**Problem statement**
Put the entries, from the first line through the line containing "256], [315, 257]]]" (that line included), into a numbered list, skipping blank lines. Leave the pictures out.

**Dataset records**

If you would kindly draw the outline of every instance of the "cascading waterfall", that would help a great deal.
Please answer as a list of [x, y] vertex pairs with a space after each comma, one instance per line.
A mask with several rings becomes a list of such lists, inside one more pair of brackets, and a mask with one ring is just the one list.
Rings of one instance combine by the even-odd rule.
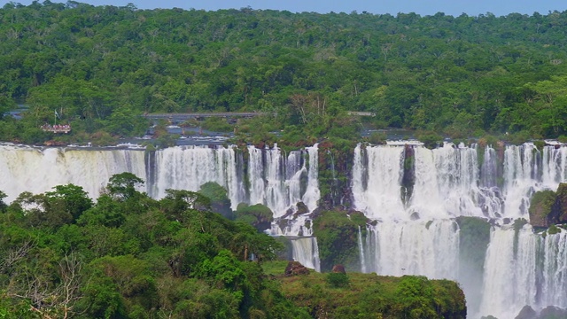
[[[156, 152], [140, 150], [35, 148], [0, 145], [0, 190], [12, 201], [23, 191], [42, 193], [53, 186], [74, 183], [96, 198], [113, 175], [130, 172], [146, 181], [145, 191], [160, 198], [167, 189], [197, 191], [207, 182], [227, 190], [231, 208], [239, 203], [268, 206], [276, 218], [295, 212], [303, 202], [308, 212], [320, 198], [317, 145], [293, 151], [248, 147], [246, 189], [242, 155], [236, 147], [176, 146]], [[144, 190], [142, 190], [144, 191]], [[308, 213], [306, 212], [306, 213]], [[307, 214], [287, 215], [287, 226], [274, 226], [274, 235], [311, 236]], [[319, 268], [316, 241], [304, 258]], [[314, 254], [316, 254], [314, 255]], [[314, 257], [315, 256], [315, 257]]]
[[525, 305], [536, 310], [566, 307], [567, 231], [544, 237], [529, 225], [518, 229], [511, 222], [529, 219], [534, 191], [555, 191], [565, 183], [566, 154], [566, 148], [540, 152], [533, 144], [509, 145], [499, 159], [490, 146], [446, 144], [432, 151], [417, 146], [413, 193], [404, 206], [398, 202], [405, 174], [403, 147], [359, 145], [353, 167], [354, 206], [377, 221], [367, 226], [366, 238], [359, 239], [361, 269], [465, 280], [471, 275], [457, 270], [460, 230], [454, 219], [489, 219], [493, 227], [484, 274], [480, 270], [479, 277], [466, 278], [484, 283], [476, 294], [479, 300], [469, 300], [477, 305], [469, 314], [508, 318]]
[[368, 226], [366, 270], [384, 276], [455, 279], [459, 234], [450, 220], [383, 222]]
[[[468, 278], [482, 283], [478, 300], [470, 300], [478, 306], [469, 314], [505, 318], [514, 317], [524, 305], [536, 310], [548, 305], [567, 307], [567, 231], [543, 236], [529, 225], [514, 225], [519, 218], [529, 218], [534, 191], [555, 191], [567, 181], [567, 148], [509, 145], [496, 152], [490, 146], [450, 144], [432, 151], [409, 147], [415, 176], [406, 200], [403, 146], [359, 145], [354, 150], [353, 206], [377, 221], [359, 230], [361, 269], [462, 280], [464, 274], [458, 270], [462, 231], [455, 218], [485, 218], [491, 221], [490, 238], [486, 233], [485, 239], [490, 242], [484, 268], [479, 265], [478, 277]], [[97, 198], [113, 175], [131, 172], [146, 180], [146, 191], [159, 198], [167, 189], [198, 191], [215, 182], [227, 189], [233, 208], [240, 202], [270, 207], [284, 222], [278, 225], [286, 225], [275, 226], [272, 233], [311, 236], [305, 227], [309, 214], [298, 214], [297, 204], [305, 204], [301, 213], [312, 211], [320, 198], [317, 145], [289, 154], [277, 147], [250, 146], [244, 152], [248, 152], [246, 167], [242, 152], [233, 146], [144, 152], [0, 144], [0, 191], [10, 202], [23, 191], [41, 193], [74, 183]], [[318, 268], [314, 237], [292, 245], [295, 259]]]
[[204, 183], [214, 182], [227, 190], [233, 210], [246, 202], [232, 147], [175, 146], [156, 152], [155, 156], [154, 197], [164, 197], [167, 189], [198, 191]]
[[115, 174], [131, 172], [145, 180], [144, 152], [36, 148], [0, 144], [0, 191], [8, 202], [21, 192], [39, 194], [73, 183], [97, 198]]
[[307, 237], [291, 239], [293, 260], [299, 261], [303, 266], [321, 271], [319, 262], [319, 247], [315, 237]]

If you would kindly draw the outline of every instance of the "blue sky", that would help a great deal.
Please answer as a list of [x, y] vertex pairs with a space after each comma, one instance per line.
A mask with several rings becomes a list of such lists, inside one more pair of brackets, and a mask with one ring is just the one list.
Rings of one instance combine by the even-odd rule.
[[[51, 0], [52, 2], [66, 2]], [[9, 1], [0, 0], [0, 5]], [[27, 5], [31, 0], [14, 1]], [[40, 3], [43, 0], [39, 1]], [[219, 9], [239, 9], [251, 6], [252, 9], [288, 10], [291, 12], [316, 12], [327, 13], [330, 12], [347, 12], [353, 11], [371, 13], [416, 12], [422, 16], [432, 15], [441, 12], [453, 16], [461, 13], [469, 15], [493, 13], [496, 16], [512, 12], [531, 15], [534, 12], [547, 14], [550, 11], [563, 12], [567, 10], [565, 0], [82, 0], [78, 1], [94, 5], [112, 4], [123, 6], [128, 3], [134, 4], [139, 9], [155, 8], [183, 8], [204, 9], [216, 11]]]

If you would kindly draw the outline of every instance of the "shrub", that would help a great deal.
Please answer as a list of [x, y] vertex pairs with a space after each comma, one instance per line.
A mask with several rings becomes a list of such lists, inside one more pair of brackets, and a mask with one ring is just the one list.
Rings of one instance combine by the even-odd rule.
[[327, 284], [332, 288], [346, 287], [349, 284], [348, 276], [341, 273], [327, 274]]

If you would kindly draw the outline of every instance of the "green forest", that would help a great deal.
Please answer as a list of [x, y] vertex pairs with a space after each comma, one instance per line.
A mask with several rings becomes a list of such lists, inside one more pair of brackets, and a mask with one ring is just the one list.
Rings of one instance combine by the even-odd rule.
[[[360, 137], [362, 126], [454, 138], [567, 135], [567, 12], [292, 13], [33, 2], [0, 9], [0, 140], [109, 141], [151, 113], [262, 112], [275, 129]], [[376, 114], [361, 122], [348, 111]], [[262, 134], [260, 134], [260, 133]], [[296, 132], [296, 133], [294, 133]]]
[[143, 183], [115, 175], [96, 202], [74, 184], [9, 205], [0, 191], [0, 318], [466, 315], [448, 280], [302, 266], [286, 276], [285, 241], [252, 226], [259, 207], [230, 220], [214, 211], [228, 200], [218, 184], [156, 200]]

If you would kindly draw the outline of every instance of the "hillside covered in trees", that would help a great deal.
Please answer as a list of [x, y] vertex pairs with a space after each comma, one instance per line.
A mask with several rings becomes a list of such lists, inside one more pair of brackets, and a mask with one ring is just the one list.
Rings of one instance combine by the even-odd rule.
[[0, 318], [466, 315], [448, 280], [305, 268], [284, 276], [281, 238], [245, 222], [253, 218], [213, 211], [226, 191], [211, 199], [211, 185], [168, 190], [156, 200], [137, 191], [143, 183], [115, 175], [96, 202], [74, 184], [10, 205], [0, 191]]
[[[34, 2], [0, 9], [0, 139], [132, 136], [144, 113], [266, 112], [276, 128], [352, 135], [374, 128], [454, 137], [558, 137], [567, 125], [567, 12], [495, 17], [439, 12], [291, 13], [138, 10]], [[292, 129], [291, 129], [292, 130]]]

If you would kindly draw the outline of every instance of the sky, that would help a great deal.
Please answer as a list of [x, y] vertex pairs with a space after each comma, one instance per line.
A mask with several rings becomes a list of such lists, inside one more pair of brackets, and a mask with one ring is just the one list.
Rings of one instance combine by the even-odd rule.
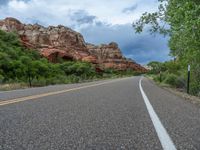
[[170, 59], [168, 38], [148, 31], [136, 34], [132, 23], [157, 8], [157, 0], [0, 0], [0, 19], [62, 24], [80, 32], [88, 43], [117, 42], [126, 57], [147, 64]]

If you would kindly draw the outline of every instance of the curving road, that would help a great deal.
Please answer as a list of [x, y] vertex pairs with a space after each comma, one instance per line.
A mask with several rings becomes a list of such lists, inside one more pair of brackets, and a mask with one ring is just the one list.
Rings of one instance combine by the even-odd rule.
[[64, 149], [199, 150], [200, 108], [141, 77], [0, 92], [0, 150]]

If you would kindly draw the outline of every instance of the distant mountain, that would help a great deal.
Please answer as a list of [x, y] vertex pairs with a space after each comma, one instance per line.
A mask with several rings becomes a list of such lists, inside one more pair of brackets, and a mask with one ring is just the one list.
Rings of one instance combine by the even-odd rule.
[[141, 65], [126, 59], [117, 43], [98, 46], [89, 44], [80, 33], [62, 25], [45, 28], [39, 24], [22, 24], [15, 18], [6, 18], [0, 20], [0, 29], [15, 31], [24, 46], [39, 51], [51, 62], [62, 58], [91, 62], [101, 69], [146, 71]]

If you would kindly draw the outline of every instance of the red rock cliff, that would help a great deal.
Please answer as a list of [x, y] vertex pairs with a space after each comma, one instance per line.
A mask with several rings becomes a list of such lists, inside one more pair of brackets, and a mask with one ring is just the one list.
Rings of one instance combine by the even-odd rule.
[[56, 62], [61, 57], [64, 60], [91, 62], [101, 68], [146, 71], [134, 61], [124, 58], [116, 43], [99, 46], [86, 44], [80, 33], [62, 25], [45, 28], [38, 24], [22, 24], [15, 18], [6, 18], [0, 20], [0, 29], [16, 31], [24, 46], [38, 50], [51, 62]]

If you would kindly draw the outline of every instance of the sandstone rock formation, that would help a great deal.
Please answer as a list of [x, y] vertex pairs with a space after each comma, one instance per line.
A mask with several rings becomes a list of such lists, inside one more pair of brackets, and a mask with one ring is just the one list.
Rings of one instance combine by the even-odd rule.
[[15, 18], [6, 18], [0, 20], [0, 29], [17, 32], [24, 46], [38, 50], [51, 62], [56, 62], [60, 57], [64, 60], [91, 62], [102, 69], [146, 71], [139, 64], [123, 57], [116, 43], [99, 46], [86, 44], [80, 33], [62, 25], [46, 28], [38, 24], [22, 24]]

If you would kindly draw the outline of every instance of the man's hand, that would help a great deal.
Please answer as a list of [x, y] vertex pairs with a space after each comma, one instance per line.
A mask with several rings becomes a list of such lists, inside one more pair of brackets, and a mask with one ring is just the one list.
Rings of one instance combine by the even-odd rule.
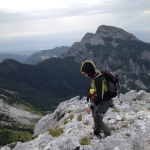
[[90, 114], [91, 111], [92, 111], [91, 108], [87, 108], [87, 109], [86, 109], [86, 112], [87, 112], [88, 114]]

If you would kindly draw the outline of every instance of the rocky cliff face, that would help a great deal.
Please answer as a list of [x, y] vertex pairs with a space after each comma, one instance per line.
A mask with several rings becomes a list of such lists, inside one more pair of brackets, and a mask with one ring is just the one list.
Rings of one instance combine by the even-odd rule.
[[[112, 134], [101, 141], [92, 136], [94, 124], [92, 115], [85, 111], [86, 98], [77, 96], [60, 103], [53, 114], [38, 121], [34, 129], [37, 138], [18, 142], [13, 150], [149, 150], [150, 93], [132, 90], [121, 94], [120, 101], [114, 98], [117, 110], [110, 108], [104, 116]], [[63, 132], [56, 137], [48, 129]], [[6, 149], [10, 150], [1, 148]]]
[[95, 34], [87, 33], [62, 57], [74, 56], [81, 63], [92, 60], [98, 69], [120, 76], [122, 92], [150, 92], [150, 44], [144, 43], [123, 29], [102, 25]]

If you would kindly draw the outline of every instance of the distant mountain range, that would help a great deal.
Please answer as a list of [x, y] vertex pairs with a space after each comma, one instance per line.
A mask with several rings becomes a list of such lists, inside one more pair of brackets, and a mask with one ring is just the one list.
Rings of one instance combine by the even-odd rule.
[[[54, 110], [61, 101], [86, 95], [90, 81], [80, 74], [80, 66], [89, 59], [98, 69], [119, 75], [122, 93], [132, 89], [150, 91], [150, 44], [123, 29], [102, 25], [69, 49], [62, 48], [66, 53], [60, 57], [32, 62], [34, 65], [6, 59], [0, 64], [0, 88], [20, 93], [38, 110]], [[40, 58], [46, 53], [33, 56]]]
[[98, 69], [117, 73], [122, 92], [150, 91], [150, 43], [123, 29], [102, 25], [95, 34], [87, 33], [80, 42], [74, 43], [62, 58], [69, 56], [79, 63], [92, 60]]
[[[42, 51], [31, 51], [30, 52], [14, 52], [14, 54], [8, 53], [0, 53], [0, 62], [2, 62], [4, 59], [14, 59], [18, 62], [25, 63], [25, 64], [37, 64], [39, 62], [42, 62], [43, 60], [52, 58], [52, 57], [59, 57], [63, 53], [65, 53], [69, 49], [68, 46], [61, 46], [61, 47], [55, 47], [53, 49], [49, 50], [42, 50]], [[27, 55], [28, 54], [28, 55]]]
[[43, 50], [41, 52], [37, 52], [32, 54], [24, 63], [26, 64], [37, 64], [39, 62], [42, 62], [43, 60], [52, 58], [52, 57], [59, 57], [66, 51], [68, 51], [68, 46], [61, 46], [56, 47], [51, 50]]

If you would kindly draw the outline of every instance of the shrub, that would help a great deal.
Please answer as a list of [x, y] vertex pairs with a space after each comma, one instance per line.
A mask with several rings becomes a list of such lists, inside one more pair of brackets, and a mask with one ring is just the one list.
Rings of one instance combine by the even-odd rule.
[[83, 124], [84, 125], [89, 125], [89, 120], [86, 120]]
[[81, 121], [82, 120], [82, 115], [79, 115], [78, 118], [77, 118], [77, 120]]
[[72, 120], [72, 119], [73, 119], [73, 117], [74, 117], [73, 115], [70, 115], [70, 116], [69, 116], [70, 120]]
[[87, 137], [83, 137], [82, 139], [80, 139], [80, 145], [90, 145], [90, 139]]
[[52, 137], [58, 137], [61, 134], [63, 134], [64, 131], [63, 129], [58, 128], [58, 129], [49, 129], [48, 132]]

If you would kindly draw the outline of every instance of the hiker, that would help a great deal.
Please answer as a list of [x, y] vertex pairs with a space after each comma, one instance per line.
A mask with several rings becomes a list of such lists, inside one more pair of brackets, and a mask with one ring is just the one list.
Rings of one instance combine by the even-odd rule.
[[103, 85], [103, 77], [100, 76], [101, 72], [97, 71], [95, 64], [88, 60], [82, 64], [80, 71], [85, 77], [91, 78], [91, 86], [88, 93], [88, 97], [91, 99], [91, 106], [86, 111], [93, 114], [95, 123], [94, 135], [101, 137], [100, 133], [102, 130], [105, 137], [109, 136], [111, 131], [103, 122], [103, 117], [110, 107], [109, 101], [111, 98], [107, 95], [107, 92], [104, 93], [106, 90], [104, 88], [106, 87]]

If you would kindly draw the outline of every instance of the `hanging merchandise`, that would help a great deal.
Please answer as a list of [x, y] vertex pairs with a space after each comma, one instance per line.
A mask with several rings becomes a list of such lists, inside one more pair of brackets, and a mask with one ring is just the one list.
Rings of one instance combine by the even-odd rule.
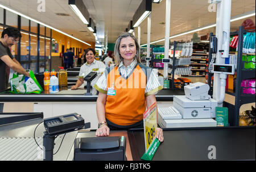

**Solution to the exercise**
1. If you would kindly draw the outline of every instance of the "cascading waterfall", that would help a great deal.
2. Please answer as a list of [x, y] vertex pairs with a space after each comma, one instance per line.
3. A mask with several rings becomes a list of such lists, inside one more pair of brackets, and a mask with one ring is just the one list.
4. Rings of one instance combine by the even-odd rule.
5. [[[156, 152], [140, 150], [35, 148], [0, 145], [0, 190], [12, 201], [23, 191], [42, 193], [53, 186], [74, 183], [96, 198], [113, 175], [130, 172], [146, 181], [145, 191], [160, 198], [167, 189], [197, 191], [207, 182], [227, 190], [231, 208], [239, 203], [268, 206], [276, 218], [295, 212], [303, 202], [308, 212], [320, 198], [317, 145], [293, 151], [248, 147], [246, 189], [242, 155], [236, 147], [176, 146]], [[144, 190], [142, 190], [144, 191]], [[308, 213], [306, 212], [306, 213]], [[307, 214], [287, 215], [287, 226], [274, 226], [274, 235], [311, 236]], [[319, 268], [316, 241], [304, 258]], [[314, 254], [316, 254], [314, 255]], [[314, 257], [315, 256], [315, 257]]]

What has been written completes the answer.